# [Aim]
Reproduce verbatim the lines of the items below, starting at the line that contains "find the forest canopy" and continuing through the end of the items, with both ends included.

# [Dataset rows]
+===+
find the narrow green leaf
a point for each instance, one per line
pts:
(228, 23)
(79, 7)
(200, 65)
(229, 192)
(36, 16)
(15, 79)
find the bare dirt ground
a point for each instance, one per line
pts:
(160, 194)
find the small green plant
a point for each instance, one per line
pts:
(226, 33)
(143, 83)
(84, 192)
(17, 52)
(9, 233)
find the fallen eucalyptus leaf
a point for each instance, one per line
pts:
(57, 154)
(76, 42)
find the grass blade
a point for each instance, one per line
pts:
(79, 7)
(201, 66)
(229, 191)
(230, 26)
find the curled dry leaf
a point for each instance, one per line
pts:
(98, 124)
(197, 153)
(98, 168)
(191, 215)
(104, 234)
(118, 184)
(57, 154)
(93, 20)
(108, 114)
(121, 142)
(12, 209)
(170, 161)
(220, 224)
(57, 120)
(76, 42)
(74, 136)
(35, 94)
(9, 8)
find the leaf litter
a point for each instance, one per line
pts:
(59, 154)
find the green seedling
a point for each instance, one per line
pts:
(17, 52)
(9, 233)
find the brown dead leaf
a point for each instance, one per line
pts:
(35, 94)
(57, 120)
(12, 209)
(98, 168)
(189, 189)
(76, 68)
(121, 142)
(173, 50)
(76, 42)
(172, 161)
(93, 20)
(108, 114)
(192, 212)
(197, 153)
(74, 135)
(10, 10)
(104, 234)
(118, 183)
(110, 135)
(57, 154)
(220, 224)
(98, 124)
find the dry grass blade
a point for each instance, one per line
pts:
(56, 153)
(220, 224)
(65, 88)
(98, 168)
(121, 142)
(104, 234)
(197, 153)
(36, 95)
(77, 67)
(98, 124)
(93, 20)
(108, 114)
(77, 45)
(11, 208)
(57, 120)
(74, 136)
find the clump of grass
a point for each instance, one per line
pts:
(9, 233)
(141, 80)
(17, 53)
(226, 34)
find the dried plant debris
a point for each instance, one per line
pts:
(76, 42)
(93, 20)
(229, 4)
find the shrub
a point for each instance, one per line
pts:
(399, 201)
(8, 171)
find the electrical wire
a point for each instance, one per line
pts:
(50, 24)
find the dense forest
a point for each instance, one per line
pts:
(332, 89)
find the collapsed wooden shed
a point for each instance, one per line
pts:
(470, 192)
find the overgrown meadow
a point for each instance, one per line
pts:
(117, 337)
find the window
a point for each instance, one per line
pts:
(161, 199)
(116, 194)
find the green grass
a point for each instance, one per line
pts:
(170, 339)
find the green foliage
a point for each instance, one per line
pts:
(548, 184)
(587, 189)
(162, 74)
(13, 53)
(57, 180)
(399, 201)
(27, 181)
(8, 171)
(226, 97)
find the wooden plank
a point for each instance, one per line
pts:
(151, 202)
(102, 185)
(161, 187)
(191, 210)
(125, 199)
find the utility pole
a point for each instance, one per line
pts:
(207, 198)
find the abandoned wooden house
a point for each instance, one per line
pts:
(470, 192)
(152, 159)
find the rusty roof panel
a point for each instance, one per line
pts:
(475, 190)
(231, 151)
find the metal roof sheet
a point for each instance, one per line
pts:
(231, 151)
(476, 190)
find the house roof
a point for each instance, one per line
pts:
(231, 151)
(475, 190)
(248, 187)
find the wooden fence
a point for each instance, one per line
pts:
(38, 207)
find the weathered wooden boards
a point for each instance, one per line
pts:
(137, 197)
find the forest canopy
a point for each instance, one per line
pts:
+===+
# [Exercise result]
find the forest canopy
a point for each instance, one per line
pts:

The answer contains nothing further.